Things to do ▸
• A. Set down, word for word, the stretch of the Holocaust remembrance excerpt from "We reaffirm our" through "evil alone again.".
• B. Take the Holocaust remembrance excerpt further, writing on from its final sentence.

━━━ Source excerpt ━━━

Earlier this year, I was privileged to attend the Auckland UN Holocaust Remembrance Day; on behalf of the Christian Church I offered this prayer:
Our loving Heavenly Father …
Mere words cannot describe the depths of our sorrow and shame as we recall the six million who perished in the Holocaust; the pain and anguish in which the Church is so utterly complicit.
We reaffirm our sorrow and ask for forgiveness, acknowledging that the Church failed catastrophically to stand against a great evil.
But our thoughts must turn to the present: a present in which we glimpse a new evil arising, a present in which the legitimacy of the Jewish State is being threatened from so many quarters. Dear Father, we fear when we see the seeds of the old Jew-hatred, now posing as anti-Israel rhetoric, infesting so many parts of the church.
So on this solemn occasion, we do more than just remember the six million.
Today in this country and right around the world, thousands and thousands of Christians reaffirm our bonds with the survivors of the Holocaust, with the Jewish people and with the Jewish State; and we give our solemn pledge that we will do everything in our power to make certain that you will never face such evil alone again.
Our pledge is this: We will stand with you.Arthur Comery
My prayer stood in stark contrast to the inspiring speeches presented by eminent New Zealanders; I was disquieted by the way these wonderful humanitarians, distressed by ongoing wars and genocides, so readily reduced the Holocaust to a generalised object lesson on the need for ‘tolerance’.
Just two points.
Firstly: The Holocaust is an event which stands stark and alone in human history not only because of the industrial-scale of its barbarity but because it was perpetrated in the enlightened, scientifically advanced, Christian West and because its particular savageries were imagined and executed by sophisticated, educated and cultured people. The response of Western humanitarians, politicians and religious leaders should not primarily be to generalise the Holocaust in order to draw moral lessons from it but to sit, as it were, in the dust of shame, silent, and remember, remember, remember.

━━━ Dataset extract ━━━

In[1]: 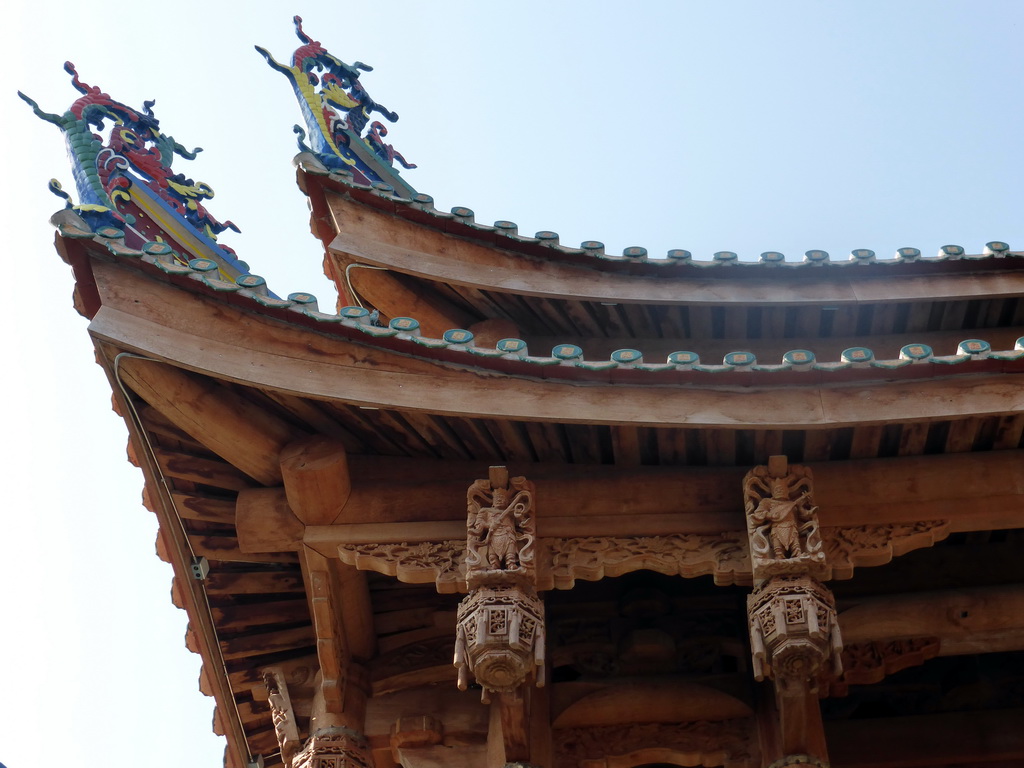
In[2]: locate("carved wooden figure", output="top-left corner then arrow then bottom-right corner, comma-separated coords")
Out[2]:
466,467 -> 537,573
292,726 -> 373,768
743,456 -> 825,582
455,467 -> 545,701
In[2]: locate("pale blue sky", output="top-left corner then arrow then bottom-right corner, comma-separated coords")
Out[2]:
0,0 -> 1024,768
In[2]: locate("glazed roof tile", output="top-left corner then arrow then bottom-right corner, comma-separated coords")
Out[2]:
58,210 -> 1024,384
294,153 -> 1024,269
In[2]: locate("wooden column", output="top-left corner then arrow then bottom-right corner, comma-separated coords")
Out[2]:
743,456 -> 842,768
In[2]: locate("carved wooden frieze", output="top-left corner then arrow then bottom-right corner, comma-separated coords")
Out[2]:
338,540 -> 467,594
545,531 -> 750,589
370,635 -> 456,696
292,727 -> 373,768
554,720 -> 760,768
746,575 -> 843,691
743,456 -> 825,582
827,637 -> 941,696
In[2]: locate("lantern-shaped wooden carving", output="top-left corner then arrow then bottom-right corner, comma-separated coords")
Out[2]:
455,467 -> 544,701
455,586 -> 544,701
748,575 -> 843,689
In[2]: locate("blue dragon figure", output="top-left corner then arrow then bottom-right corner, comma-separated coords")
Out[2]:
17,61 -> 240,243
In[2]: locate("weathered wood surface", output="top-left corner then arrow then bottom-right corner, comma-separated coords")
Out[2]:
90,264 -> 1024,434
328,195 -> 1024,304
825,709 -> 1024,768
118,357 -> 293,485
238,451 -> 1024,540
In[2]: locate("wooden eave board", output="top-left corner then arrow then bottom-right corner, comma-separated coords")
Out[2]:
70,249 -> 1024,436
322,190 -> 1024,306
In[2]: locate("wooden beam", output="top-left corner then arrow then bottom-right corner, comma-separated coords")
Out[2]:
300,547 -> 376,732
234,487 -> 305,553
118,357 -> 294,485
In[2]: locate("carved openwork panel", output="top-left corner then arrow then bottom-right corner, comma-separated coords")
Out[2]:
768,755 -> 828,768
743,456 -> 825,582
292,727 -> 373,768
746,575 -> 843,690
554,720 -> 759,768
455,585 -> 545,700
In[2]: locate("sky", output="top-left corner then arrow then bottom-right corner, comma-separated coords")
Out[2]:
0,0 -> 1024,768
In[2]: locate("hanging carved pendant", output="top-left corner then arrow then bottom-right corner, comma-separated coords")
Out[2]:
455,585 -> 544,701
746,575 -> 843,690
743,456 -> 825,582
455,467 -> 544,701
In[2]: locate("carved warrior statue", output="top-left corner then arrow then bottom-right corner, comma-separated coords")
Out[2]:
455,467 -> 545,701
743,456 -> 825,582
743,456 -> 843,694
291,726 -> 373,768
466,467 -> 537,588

━━━
━━━ Dataset extract ━━━

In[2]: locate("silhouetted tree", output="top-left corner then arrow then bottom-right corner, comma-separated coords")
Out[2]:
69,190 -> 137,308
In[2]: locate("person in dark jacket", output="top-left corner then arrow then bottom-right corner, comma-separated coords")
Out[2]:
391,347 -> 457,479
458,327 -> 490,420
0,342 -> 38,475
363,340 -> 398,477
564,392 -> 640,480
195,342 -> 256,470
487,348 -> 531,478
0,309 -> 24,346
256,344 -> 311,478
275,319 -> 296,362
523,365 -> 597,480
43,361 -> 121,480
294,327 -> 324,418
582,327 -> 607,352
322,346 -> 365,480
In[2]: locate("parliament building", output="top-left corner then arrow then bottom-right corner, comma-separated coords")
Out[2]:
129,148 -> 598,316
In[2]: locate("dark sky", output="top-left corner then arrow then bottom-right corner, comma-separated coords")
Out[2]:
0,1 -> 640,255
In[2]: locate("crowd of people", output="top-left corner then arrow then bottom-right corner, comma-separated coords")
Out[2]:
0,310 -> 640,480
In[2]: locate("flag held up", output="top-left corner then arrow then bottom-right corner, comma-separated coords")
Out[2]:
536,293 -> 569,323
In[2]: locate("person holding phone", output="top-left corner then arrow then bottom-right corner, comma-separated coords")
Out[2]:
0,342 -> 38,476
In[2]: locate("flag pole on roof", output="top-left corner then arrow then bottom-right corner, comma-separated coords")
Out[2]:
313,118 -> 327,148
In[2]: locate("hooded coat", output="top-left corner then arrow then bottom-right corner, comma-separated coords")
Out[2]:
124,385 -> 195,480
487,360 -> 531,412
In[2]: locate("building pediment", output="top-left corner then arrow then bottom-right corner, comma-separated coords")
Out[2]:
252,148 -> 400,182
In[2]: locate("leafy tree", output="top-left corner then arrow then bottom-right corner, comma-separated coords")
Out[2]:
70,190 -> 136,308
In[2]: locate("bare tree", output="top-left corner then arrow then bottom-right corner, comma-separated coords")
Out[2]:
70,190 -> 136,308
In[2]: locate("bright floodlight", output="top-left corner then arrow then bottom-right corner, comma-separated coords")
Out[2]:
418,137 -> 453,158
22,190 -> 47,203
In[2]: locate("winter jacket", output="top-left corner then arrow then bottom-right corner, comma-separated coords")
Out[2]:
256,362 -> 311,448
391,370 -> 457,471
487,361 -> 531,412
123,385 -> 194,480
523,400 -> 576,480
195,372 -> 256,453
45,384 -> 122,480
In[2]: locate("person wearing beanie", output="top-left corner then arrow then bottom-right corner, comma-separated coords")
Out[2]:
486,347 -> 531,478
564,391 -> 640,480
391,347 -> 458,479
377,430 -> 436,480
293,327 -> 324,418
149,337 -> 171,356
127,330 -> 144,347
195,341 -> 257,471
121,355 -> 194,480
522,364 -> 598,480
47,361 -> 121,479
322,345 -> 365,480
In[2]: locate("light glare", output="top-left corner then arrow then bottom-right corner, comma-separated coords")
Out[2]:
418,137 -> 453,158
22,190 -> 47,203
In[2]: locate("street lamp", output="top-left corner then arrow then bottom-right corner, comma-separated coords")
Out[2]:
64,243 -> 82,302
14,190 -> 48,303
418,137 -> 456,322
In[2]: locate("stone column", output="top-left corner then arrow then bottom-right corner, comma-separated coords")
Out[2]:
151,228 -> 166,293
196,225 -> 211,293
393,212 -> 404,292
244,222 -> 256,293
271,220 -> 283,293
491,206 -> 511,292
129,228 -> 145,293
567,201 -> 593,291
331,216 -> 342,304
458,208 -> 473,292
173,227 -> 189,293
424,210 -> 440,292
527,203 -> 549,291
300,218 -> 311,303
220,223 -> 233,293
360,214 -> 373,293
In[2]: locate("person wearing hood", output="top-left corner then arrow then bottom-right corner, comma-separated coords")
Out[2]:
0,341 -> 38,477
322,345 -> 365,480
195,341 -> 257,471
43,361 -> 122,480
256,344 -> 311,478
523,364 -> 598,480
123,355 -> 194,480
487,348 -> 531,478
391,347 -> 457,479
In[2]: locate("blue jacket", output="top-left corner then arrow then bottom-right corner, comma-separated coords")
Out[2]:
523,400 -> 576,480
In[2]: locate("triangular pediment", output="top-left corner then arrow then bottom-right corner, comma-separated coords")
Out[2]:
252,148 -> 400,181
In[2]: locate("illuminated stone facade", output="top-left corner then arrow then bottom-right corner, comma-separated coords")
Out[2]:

━━━
━━━ Dataset extract ━━━

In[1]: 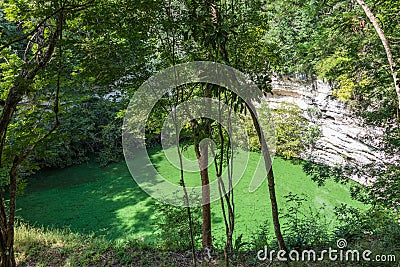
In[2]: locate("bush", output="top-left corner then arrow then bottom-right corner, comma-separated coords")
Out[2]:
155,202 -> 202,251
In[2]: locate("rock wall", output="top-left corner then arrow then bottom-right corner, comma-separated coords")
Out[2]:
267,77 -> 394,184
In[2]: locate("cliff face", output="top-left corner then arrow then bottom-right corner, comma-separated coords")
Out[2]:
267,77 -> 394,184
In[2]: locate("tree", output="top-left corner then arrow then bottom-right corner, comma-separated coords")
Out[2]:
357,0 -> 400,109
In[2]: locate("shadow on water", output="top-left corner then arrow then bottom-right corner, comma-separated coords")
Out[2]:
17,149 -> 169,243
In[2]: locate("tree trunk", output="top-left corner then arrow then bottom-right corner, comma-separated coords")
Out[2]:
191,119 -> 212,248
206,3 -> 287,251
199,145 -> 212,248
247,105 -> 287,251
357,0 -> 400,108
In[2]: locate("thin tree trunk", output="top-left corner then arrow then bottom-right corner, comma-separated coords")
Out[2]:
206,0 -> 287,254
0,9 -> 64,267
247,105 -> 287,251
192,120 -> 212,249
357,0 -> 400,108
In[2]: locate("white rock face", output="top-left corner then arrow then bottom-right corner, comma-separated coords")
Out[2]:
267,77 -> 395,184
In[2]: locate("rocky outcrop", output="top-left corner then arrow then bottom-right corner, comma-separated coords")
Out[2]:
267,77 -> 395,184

━━━

Responses per task ▸
• A.
We reaffirm our sorrow and ask for forgiveness, acknowledging that the Church failed catastrophically to stand against a great evil.
But our thoughts must turn to the present: a present in which we glimpse a new evil arising, a present in which the legitimacy of the Jewish State is being threatened from so many quarters. Dear Father, we fear when we see the seeds of the old Jew-hatred, now posing as anti-Israel rhetoric, infesting so many parts of the church.
So on this solemn occasion, we do more than just remember the six million.
Today in this country and right around the world, thousands and thousands of Christians reaffirm our bonds with the survivors of the Holocaust, with the Jewish people and with the Jewish State; and we give our solemn pledge that we will do everything in our power to make certain that you will never face such evil alone again.

• B.
Let me elaborate:
The extermination of 6 million Jews and the brutal treatment of millions more did not begin on Kristallnacht or with Hitler. Tragically, the seeds of Jew-hatred had been planted, nurtured, transplanted and propagated throughout the history of the Christian Church, in all parts of Europe, and within every social and political milieu. Without the compliance and willing participation of the institutional Church and individual church members, academics, political and business leaders, the aristocracies and growing middle classes, Hitler’s insanity could never have reached beyond the tormented borders of his own mind.
The extermination of 6 million Jews and the brutal treatment of millions more did not occur in a primitive backwater, nor were the perpetrators illiterate or poverty stricken. Rather, the Holocaust raged right across Christian Europe; its architects were highly educated; those who carried out the atrocities had, in the most part, real choices; the bystanders were all well-versed in the basic tenets of Scripture and were living in an era which valued, like none before, the dignity of humanity.
Secondly: The Holocaust was, in its essence, the Final Solution to the ‘Jewish Question’. While it is quite appropriate to recall and grieve for all the victims, we must never forget that this continent-wide slaughter was planned and executed not to rid Europe of Poles or homosexuals but to cleanse Europe of the Jewish Untermenschen, once and for all.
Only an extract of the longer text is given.